Zu erledigen:
a – Gib aus dem Spielbericht Katar gegen Ecuador den Abschnitt von „Das Spiel, es“ bis „jeden einzelnen Cent verdient.“ wortgetreu wieder.
b – In welchem Stadion fand die Partie laut dem Spielbericht Katar gegen Ecuador statt?
c – Nenne alle Personen, die im Spielbericht Katar gegen Ecuador mit Namen vorkommen.

Seitenauszug:
- - -

Katars Torwart Saad Alsheeb war bei einer Flanke aus dem Fünfmeterraum geeilt - und hatte den Beweis angetreten, dass man auch in der Wüste den Anschein erwecken kann, nach Trauben pflücken zu wollen. Alsheeb griff am Ball vorbei. Ein Ecuadorianer versuchte sich an einem Seitfallzieher, der Ball landete auf dem Kopf von Enner Valencia, und der nickte ein. Das war selbstredend ein Stimmungskiller, vor allem auf der Ehrentribüne: Einen mehr als 200 Milliarden Euro schweren Traum - so viel soll die WM grob geschätzt mindestens gekostet haben - sieht man eher ungern in 200 Sekunden platzen. Aber siehe: Nach dreiminütigem Zurückspulen wurde im Hintergrund einer Einstellung ein halber ecuadorianischer Unterschenkel gefunden, der unter Heranziehung der diversen Subparagraphen des Regelwerks eine Annullierung durch Abseits rechtfertigte.

Aber: Die Ecuadorianer brauchten nur noch ein weiteres Mal vors Tor zu kommen, um wieder und diesmal unanfechtbar in Führung zu gehen. Enner Valencia brach in den Strafraum ein, wurde von Torwart Alsheeb am Schienbein getroffen - und ging zu Boden. An der instinktiven Elfmeter-Entscheidung des italienischen Referees Orsato führte kein Weg vorbei. Valencia trat selbst an, schickte Alsheeb in die falsche Ecke und schob den Ball sicher zur Führung ins Tor (16.). Eine Viertelstunde später war der Stürmer von Fenerbahce Istanbul wieder präsent - und sorgte mit seinem zweiten Kopfballtreffer dafür, dass er in der Heimat nun als Emir Valencia und nicht mehr Enner Valencia durchgehen wird.

Das Spiel, es war damit so erkennbar gelaufen, dass sich die Reihen im Al-Bayt-Stadion früh in der zweiten Halbzeit zu lichten begannen. Am Ende war das Stadion so gut wie leer, die Männer in den eleganten, knöchellangen Thob-Gewändern schoben von dannen, hinaus in die Wüste. Nur das kleine Häuflein von Fandarstellern machte bis zum Schluss Radau. Was auch immer ihnen bezahlt worden war: Sie legten einen vorbildlichen Arbeitsethos an den Tag. Sie haben sich jeden einzelnen Cent verdient.

- - -

Extrahierte Einträge:
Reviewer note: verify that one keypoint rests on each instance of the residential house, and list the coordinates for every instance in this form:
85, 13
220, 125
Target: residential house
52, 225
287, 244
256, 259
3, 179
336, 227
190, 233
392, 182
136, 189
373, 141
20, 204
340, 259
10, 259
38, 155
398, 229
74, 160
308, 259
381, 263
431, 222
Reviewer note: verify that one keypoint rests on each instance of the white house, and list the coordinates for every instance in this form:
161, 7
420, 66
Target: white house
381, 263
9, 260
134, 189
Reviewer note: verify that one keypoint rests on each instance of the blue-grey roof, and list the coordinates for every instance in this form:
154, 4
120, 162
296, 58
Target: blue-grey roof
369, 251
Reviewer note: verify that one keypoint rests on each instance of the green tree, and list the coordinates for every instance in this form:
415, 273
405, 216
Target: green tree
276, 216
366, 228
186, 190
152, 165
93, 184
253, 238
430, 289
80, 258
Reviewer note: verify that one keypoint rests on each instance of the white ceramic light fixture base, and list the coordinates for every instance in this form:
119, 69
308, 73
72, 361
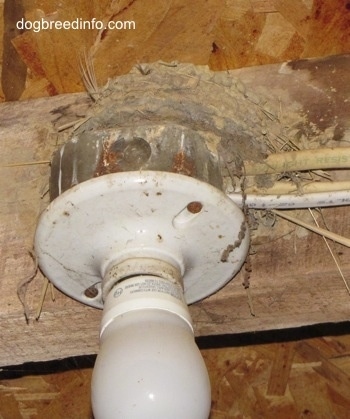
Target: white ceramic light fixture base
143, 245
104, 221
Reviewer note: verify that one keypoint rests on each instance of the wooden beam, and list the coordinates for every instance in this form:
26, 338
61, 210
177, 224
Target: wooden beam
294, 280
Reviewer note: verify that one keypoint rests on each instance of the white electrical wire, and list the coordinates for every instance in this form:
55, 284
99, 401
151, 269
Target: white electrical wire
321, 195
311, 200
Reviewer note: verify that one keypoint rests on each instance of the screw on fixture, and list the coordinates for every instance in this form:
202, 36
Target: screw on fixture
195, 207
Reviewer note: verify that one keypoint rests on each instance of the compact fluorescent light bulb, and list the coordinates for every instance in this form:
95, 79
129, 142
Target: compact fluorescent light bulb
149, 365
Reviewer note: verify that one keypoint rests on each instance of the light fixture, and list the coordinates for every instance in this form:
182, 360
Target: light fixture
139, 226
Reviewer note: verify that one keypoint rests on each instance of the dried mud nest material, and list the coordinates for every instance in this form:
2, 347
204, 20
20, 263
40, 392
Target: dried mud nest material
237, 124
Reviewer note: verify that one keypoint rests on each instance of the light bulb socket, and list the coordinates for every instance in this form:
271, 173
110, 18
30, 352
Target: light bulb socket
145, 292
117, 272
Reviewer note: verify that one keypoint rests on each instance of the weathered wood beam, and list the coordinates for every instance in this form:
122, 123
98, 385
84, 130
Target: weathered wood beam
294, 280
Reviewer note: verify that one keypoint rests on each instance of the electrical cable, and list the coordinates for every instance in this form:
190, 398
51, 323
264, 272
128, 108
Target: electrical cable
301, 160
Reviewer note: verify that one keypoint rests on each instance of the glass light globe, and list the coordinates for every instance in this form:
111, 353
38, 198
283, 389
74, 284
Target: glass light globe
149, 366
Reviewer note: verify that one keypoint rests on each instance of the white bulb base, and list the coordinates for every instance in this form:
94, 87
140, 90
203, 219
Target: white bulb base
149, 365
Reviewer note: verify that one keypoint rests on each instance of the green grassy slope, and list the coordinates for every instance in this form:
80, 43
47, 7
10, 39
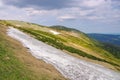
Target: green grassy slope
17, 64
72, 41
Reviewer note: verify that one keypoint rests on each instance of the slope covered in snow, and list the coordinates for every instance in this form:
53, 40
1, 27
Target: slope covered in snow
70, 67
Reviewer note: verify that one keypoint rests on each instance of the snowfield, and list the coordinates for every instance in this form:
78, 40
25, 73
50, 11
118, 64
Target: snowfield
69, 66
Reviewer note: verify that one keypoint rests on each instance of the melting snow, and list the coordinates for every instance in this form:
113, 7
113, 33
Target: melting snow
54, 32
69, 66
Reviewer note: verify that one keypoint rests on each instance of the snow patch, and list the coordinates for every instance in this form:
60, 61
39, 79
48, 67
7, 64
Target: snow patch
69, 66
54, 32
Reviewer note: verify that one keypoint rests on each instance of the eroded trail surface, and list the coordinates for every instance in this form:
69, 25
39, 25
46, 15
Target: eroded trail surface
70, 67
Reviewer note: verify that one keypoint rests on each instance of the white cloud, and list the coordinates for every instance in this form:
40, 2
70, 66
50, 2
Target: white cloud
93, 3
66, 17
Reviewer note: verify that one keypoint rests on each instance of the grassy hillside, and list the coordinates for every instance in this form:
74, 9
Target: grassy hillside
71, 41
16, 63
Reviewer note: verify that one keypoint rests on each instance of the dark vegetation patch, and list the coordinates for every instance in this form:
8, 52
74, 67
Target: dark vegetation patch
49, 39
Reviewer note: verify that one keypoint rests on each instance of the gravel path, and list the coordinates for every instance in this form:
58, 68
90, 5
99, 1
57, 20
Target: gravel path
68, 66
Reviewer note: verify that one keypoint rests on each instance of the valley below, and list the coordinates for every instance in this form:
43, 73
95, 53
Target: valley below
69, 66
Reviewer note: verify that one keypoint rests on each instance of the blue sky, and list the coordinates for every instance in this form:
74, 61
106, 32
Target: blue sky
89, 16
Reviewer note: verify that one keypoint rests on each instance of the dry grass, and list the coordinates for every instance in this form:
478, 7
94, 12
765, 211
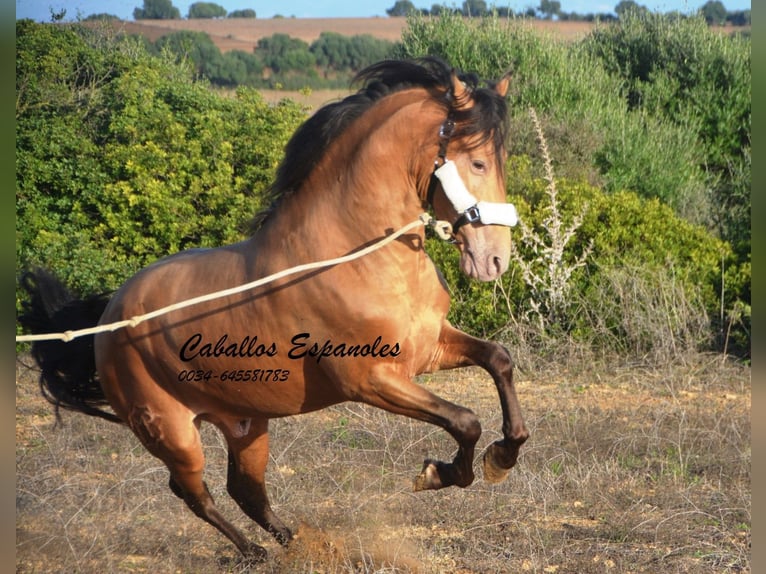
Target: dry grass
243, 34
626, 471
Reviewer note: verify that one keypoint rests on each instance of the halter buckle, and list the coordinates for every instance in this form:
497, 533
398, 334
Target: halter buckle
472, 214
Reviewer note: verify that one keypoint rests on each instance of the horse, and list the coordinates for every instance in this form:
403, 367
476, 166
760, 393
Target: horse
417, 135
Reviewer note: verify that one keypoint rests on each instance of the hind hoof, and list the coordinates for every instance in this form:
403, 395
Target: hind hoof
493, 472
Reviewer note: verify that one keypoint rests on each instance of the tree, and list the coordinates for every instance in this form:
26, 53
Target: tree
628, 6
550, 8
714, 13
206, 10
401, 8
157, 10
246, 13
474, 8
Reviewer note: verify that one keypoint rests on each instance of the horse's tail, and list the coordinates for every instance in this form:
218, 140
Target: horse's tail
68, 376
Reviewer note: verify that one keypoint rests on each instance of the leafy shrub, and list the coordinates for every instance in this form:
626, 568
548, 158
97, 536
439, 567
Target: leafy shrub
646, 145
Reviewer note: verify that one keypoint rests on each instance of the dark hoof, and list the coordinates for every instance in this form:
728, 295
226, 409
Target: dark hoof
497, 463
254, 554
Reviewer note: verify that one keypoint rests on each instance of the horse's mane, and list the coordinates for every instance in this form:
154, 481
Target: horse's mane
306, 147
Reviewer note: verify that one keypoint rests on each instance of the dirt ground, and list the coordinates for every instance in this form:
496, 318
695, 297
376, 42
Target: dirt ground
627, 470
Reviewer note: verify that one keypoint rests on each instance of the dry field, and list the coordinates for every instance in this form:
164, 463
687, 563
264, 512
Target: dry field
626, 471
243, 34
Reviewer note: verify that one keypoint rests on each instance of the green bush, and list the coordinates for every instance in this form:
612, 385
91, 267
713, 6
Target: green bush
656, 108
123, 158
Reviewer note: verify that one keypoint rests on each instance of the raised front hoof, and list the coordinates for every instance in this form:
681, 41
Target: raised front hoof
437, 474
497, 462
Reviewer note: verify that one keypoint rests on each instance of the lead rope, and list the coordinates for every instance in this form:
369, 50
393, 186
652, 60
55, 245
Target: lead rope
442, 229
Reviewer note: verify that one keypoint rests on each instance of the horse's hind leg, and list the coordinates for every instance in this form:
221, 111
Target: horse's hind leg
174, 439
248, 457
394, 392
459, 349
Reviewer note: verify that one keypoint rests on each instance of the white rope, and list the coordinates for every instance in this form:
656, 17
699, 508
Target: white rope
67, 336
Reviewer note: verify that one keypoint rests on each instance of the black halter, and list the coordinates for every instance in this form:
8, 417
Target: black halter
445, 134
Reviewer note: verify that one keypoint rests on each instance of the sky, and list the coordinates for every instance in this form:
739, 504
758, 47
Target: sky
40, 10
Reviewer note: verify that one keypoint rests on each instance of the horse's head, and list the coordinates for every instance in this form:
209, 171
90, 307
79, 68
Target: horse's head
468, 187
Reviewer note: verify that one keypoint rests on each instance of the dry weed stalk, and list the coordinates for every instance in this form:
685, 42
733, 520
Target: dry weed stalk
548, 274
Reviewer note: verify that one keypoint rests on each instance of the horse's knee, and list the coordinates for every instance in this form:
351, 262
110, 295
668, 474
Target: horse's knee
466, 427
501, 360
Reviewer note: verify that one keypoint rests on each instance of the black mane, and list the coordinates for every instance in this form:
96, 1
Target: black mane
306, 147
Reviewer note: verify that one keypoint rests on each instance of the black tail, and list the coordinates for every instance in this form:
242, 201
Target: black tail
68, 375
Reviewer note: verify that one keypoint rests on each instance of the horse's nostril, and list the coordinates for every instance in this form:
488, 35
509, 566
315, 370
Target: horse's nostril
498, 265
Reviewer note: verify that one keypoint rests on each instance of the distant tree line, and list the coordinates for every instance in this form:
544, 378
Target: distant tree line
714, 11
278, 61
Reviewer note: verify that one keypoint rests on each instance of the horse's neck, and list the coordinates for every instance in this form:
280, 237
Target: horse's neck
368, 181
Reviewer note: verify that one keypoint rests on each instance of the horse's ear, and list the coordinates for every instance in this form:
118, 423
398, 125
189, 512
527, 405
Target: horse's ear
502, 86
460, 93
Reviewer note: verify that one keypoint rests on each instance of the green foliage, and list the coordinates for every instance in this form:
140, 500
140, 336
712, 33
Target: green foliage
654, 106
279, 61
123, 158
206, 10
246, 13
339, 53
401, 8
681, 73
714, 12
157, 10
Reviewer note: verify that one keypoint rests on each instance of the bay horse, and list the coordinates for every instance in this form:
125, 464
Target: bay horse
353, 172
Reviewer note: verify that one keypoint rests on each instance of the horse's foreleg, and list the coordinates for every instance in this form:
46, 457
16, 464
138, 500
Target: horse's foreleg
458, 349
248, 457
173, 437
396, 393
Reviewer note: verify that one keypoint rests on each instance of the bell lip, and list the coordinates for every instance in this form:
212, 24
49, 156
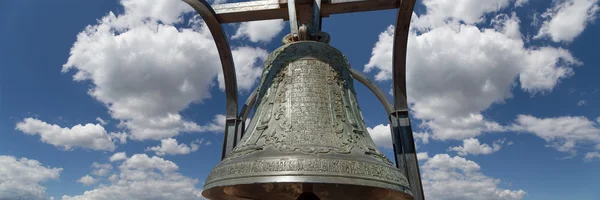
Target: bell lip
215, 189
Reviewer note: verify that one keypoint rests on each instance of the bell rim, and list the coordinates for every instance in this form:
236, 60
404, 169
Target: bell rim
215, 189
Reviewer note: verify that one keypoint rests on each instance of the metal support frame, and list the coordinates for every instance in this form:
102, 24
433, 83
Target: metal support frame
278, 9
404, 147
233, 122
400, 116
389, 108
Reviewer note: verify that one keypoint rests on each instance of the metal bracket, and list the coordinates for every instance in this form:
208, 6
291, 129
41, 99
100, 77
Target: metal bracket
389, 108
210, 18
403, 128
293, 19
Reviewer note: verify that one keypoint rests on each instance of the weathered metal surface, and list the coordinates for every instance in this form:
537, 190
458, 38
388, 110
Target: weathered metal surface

- - -

Antworten nacheinander:
a –
Das Spiel, es war damit so erkennbar gelaufen, dass sich die Reihen im Al-Bayt-Stadion früh in der zweiten Halbzeit zu lichten begannen. Am Ende war das Stadion so gut wie leer, die Männer in den eleganten, knöchellangen Thob-Gewändern schoben von dannen, hinaus in die Wüste. Nur das kleine Häuflein von Fandarstellern machte bis zum Schluss Radau. Was auch immer ihnen bezahlt worden war: Sie legten einen vorbildlichen Arbeitsethos an den Tag. Sie haben sich jeden einzelnen Cent verdient.

b – Im Al-Bayt-Stadion.

c – Saad Alsheeb, Enner Valencia, Orsato